-- TAREFA PROPOSTA --
Filtre as linhas abaixo e copie todas as que têm a palavra "roof".

___ LINHAS DE DADOS

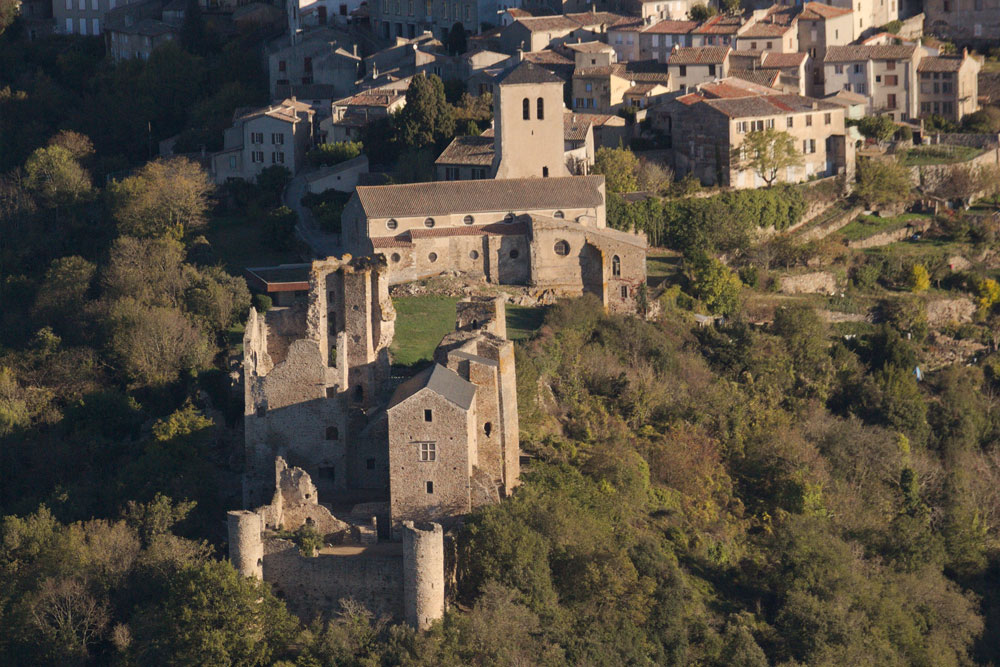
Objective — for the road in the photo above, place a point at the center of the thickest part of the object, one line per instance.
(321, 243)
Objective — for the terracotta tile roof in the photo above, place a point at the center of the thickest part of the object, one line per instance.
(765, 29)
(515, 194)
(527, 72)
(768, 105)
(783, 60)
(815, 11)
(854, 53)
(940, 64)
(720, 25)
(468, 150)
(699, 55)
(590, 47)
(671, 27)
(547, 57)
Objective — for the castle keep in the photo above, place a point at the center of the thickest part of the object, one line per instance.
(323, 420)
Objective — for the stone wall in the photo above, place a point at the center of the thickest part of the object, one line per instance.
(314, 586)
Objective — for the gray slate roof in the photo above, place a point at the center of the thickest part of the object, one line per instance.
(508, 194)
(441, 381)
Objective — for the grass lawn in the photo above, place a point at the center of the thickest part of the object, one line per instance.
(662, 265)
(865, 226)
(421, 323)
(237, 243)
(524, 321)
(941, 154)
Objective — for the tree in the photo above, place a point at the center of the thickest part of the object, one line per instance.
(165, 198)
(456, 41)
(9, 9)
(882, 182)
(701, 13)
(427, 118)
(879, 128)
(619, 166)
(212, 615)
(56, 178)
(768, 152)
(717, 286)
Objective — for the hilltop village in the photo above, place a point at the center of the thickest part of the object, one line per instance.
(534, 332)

______
___ LINHAS DE DADOS

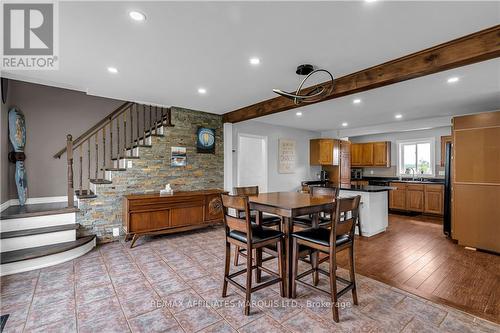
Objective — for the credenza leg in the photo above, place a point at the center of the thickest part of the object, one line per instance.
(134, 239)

______

-- RESPOSTA ABAIXO --
Objective — for the terracotta tile roof in the photo above, place a point at the center of the thickest part of the object, one line per instance.
Objective — for the gray slate roof in the photo above, place a point at the center of the thickest part of the object, one line per instance.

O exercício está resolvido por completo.